Provided passage.
# Raccoon trapping questions???



## Superposed (Dec 20, 2016)

Going to start trapping some of the raccoon hoard that lives in the area.  I've seen a few wild quail around and want to eliminate some of the nest raiders in hopes that will give the birds a chance to proliferate. Have a couple of questions about trapping raccoons:

1)Have decided to use dog proof traps, but haven't tried them before.  I've watched the videos, but can anyone share experience with different brands and models?

2) For you that trap, what do you do with your critters? I've always sold my catches whole, not skinned and stretched. Last I looked, there are no fur buyers in GA.  I would hate to have them go to waste. Any suggestions???

Thanks!


----------



## Georgia Hard Hunter (Dec 20, 2016)

Superposed said:


> Going to start trapping some of the raccoon hoard that lives in the area.  I've seen a few wild quail around and want to eliminate some of the nest raiders in hopes that will give the birds a chance to proliferate. Have a couple of questions about trapping raccoons:
> 
> 1)Have decided to use dog proof traps, but haven't tried them before.  I've watched the videos, but can anyone share experience with different brands and models?
> 
> ...



I've been out of the coon game for a while but I bet coon hunters would love to have live coons to train their dogs with


----------



## Barebowyer (Dec 20, 2016)

Agree the coon hunters would love to have them.  There are also many, many, people around that eat them in these parts. All of the coons I catch and dispatch get eaten.  I use the duke DPs and have great success. PM me if you want any specific details, tips, etc....

Stored records.
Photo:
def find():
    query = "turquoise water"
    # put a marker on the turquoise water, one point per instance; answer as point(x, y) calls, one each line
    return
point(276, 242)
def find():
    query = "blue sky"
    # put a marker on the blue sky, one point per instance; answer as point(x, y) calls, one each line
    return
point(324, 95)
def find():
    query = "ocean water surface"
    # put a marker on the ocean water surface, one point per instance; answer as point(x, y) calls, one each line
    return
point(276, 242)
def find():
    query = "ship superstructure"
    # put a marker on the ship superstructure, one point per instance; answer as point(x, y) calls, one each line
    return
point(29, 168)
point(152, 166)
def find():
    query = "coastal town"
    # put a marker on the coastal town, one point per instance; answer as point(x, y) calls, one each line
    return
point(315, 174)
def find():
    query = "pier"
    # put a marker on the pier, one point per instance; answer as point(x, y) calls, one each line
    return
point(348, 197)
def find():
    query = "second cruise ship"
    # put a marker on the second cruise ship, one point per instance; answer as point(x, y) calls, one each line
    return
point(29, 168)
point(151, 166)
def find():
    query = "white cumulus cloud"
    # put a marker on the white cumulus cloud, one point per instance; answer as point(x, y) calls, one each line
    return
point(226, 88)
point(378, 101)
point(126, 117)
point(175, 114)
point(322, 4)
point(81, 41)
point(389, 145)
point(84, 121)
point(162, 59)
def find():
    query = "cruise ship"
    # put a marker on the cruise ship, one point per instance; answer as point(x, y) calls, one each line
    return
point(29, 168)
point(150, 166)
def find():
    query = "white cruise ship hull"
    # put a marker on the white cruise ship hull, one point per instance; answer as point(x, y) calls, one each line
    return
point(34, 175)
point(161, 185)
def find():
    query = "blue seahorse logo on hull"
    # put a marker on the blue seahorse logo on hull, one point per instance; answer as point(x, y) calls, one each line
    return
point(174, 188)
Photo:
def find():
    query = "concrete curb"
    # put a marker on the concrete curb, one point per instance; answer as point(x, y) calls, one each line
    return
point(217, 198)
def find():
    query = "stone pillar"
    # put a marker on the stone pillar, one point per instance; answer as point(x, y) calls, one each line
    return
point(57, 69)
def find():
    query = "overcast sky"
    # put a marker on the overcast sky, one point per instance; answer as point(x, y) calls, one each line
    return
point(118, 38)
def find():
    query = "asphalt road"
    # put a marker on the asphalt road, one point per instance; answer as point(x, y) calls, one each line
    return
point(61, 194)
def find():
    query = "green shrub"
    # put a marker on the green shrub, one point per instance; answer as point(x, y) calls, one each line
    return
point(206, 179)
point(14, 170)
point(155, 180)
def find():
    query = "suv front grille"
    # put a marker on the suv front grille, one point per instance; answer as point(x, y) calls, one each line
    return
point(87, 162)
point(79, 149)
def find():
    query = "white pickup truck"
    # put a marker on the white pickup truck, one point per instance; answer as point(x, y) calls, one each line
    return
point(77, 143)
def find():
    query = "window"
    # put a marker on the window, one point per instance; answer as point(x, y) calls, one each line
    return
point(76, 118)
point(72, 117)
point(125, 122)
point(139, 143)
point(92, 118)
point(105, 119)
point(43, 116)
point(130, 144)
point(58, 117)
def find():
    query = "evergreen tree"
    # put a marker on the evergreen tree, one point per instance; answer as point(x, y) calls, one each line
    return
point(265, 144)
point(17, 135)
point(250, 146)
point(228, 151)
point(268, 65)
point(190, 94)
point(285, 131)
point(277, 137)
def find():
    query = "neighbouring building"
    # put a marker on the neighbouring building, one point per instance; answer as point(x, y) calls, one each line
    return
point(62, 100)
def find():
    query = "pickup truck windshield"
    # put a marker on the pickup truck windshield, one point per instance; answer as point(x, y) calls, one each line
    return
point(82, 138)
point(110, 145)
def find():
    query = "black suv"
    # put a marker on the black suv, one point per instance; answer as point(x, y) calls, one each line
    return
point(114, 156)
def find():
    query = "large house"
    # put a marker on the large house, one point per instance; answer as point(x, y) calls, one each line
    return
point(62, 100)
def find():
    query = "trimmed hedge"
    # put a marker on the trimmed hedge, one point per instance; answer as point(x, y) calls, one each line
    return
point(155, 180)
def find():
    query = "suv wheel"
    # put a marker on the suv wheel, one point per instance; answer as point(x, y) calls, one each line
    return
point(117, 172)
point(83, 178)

Your task.
In the raccoon trapping thread, which brand of dog proof traps does Barebowyer say he uses?

The completed task.
Duke